:: Dataset records ::

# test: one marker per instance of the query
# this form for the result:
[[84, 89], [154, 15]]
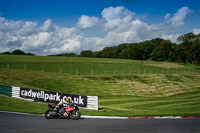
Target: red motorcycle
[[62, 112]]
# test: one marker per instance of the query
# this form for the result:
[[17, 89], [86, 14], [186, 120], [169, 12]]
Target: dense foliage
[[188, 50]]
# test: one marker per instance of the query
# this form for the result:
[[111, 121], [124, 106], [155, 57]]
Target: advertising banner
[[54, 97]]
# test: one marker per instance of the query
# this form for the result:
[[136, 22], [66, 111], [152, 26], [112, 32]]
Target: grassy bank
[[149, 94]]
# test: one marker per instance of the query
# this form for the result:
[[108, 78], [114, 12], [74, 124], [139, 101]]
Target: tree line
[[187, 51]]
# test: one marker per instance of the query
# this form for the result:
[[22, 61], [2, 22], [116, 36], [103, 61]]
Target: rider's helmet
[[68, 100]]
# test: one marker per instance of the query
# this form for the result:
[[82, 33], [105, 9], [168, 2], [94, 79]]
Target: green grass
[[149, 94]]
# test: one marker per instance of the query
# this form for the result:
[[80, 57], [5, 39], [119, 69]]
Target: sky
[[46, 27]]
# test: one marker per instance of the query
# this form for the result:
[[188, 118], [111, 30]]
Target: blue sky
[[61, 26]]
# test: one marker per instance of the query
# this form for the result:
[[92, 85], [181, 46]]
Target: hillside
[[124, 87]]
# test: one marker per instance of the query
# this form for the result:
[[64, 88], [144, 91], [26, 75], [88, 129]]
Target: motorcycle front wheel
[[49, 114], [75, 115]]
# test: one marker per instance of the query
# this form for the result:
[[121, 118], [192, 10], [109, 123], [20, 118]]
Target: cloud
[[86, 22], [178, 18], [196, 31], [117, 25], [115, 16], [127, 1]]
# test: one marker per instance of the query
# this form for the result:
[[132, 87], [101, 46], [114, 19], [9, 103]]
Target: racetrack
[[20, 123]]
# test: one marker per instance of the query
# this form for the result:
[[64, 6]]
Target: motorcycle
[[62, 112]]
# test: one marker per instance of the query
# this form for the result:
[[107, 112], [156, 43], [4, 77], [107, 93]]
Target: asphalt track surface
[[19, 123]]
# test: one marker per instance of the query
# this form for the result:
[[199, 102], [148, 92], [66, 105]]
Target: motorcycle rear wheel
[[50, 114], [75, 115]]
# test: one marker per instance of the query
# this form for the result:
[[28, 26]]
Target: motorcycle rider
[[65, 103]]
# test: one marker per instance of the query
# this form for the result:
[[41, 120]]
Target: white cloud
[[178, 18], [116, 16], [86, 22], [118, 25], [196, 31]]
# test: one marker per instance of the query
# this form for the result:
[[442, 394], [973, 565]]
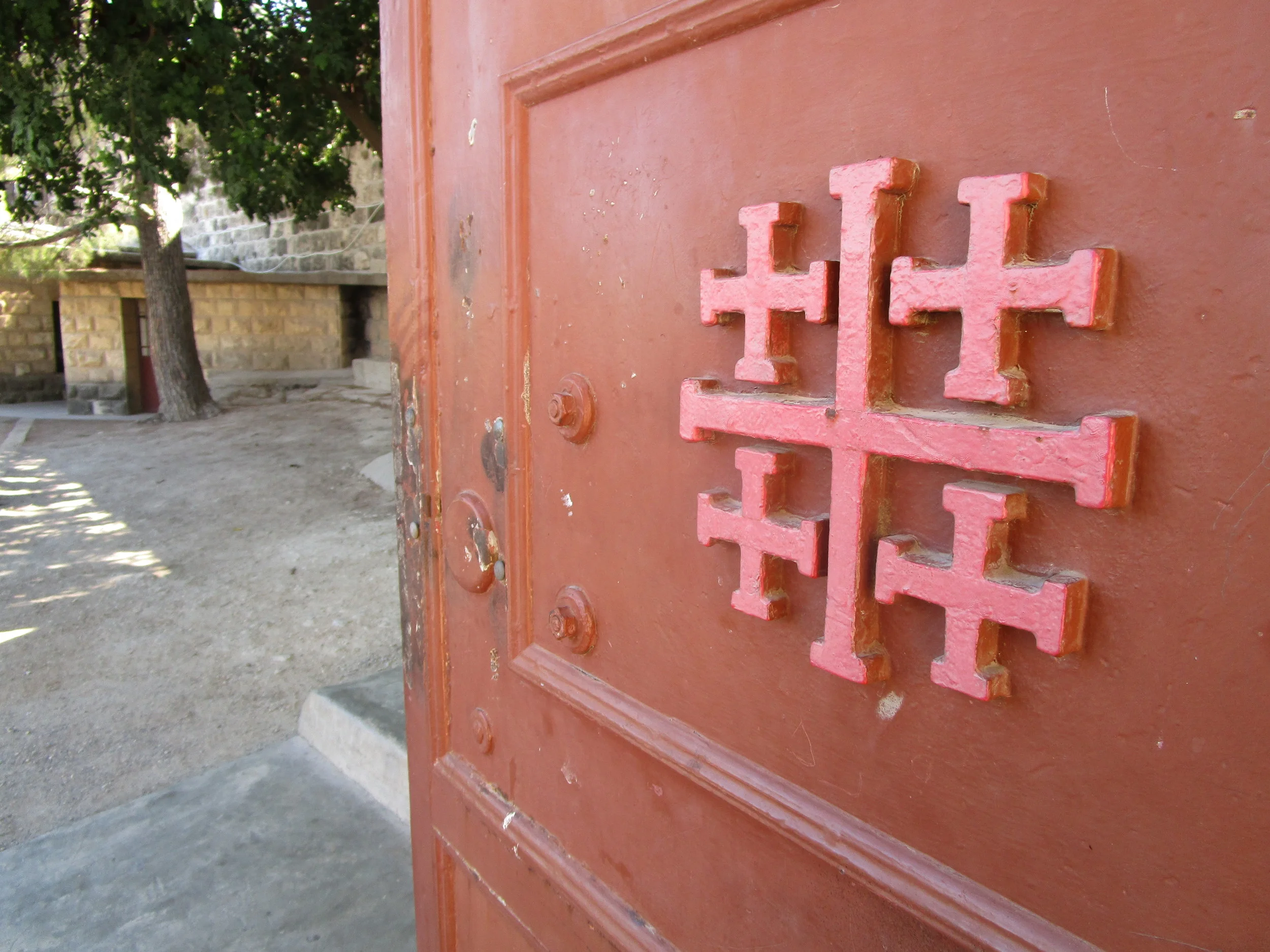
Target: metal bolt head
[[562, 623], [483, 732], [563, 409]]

:::

> [Prompt]
Transcribe the records above exactly as they appear, leaving out any pictures.

> [Answer in full]
# test: one marker per instance of the query
# this form for the result:
[[84, 89], [154, 15]]
Target: red motorcycle
[[62, 112]]
# test: one marker per instance of the query
# this form for the result:
[[17, 89], [86, 14], [186, 120], [169, 12]]
Target: dense foliage
[[188, 50]]
# test: one marker per instance of the query
# this form for the result:
[[111, 121], [124, 106], [155, 57]]
Target: advertising banner
[[54, 97]]
# test: one marker per instance of the query
# this form for the result:
[[136, 22], [66, 111], [152, 26], [112, 32]]
Target: grassy bank
[[149, 94]]
# test: one marker per instance of the query
# this form for the result:
[[108, 78], [114, 12], [74, 124], [139, 101]]
Target: tree line
[[187, 51]]
# test: one marker per instance of the query
# this form for the result:
[[22, 61], [2, 22], [116, 36], [103, 61]]
Target: rider's helmet
[[68, 100]]
# test: one marker per instance of the query
# this form for the result:
[[82, 33], [105, 9], [168, 2], [94, 79]]
Target: green grass
[[149, 94]]
# test: one marker per instance of the query
# this form for the result:
[[80, 57], [5, 39], [119, 69]]
Target: sky
[[46, 27]]
# test: one marker per instance of the query
# this form for the result:
[[188, 118], [111, 30]]
Target: blue sky
[[61, 26]]
# test: one marker per instance of the query
# this form for the result:
[[92, 85], [181, 46]]
Target: hillside
[[124, 87]]
# test: one marker per instance of the query
# this form for the result:
[[64, 88], [144, 91], [26, 75], [88, 129]]
Target: motorcycle front wheel
[[49, 114], [75, 115]]
# test: one marker per instance of the query
# this form for the result:
[[121, 118], [192, 10], [109, 123], [20, 118]]
Target: cloud
[[86, 22], [178, 18], [196, 31], [117, 25], [115, 16], [127, 1]]
# test: one marker per instance of the query
# this form for the result:
[[132, 87], [101, 46], [114, 19], [9, 103]]
Target: racetrack
[[20, 123]]
# test: one marker per instance of the query
# this form for the result:
[[64, 6]]
Target: motorcycle
[[62, 112]]
# test: one marker per instance of the query
# this form for the result:
[[107, 112], [156, 43], [4, 77], [107, 93]]
Target: asphalt track surface
[[19, 123]]
# test: one marker per instance of the query
# this form for the result:
[[199, 102], [148, 92], [66, 105]]
Target: motorcycle rear wheel
[[50, 114], [75, 115]]
# test: one marker per instance of the query
# this form for the result:
[[28, 26]]
Target: motorcycle rider
[[65, 103]]
# test: one marker per instance of the query
# this form for the result:
[[41, 120]]
Target: white cloud
[[178, 18], [116, 16], [86, 22], [118, 25], [196, 31]]
# test: one marker per instance of the query
# this form for the result:
[[442, 394], [973, 565]]
Target: metal bolt head
[[562, 623], [483, 732], [563, 409]]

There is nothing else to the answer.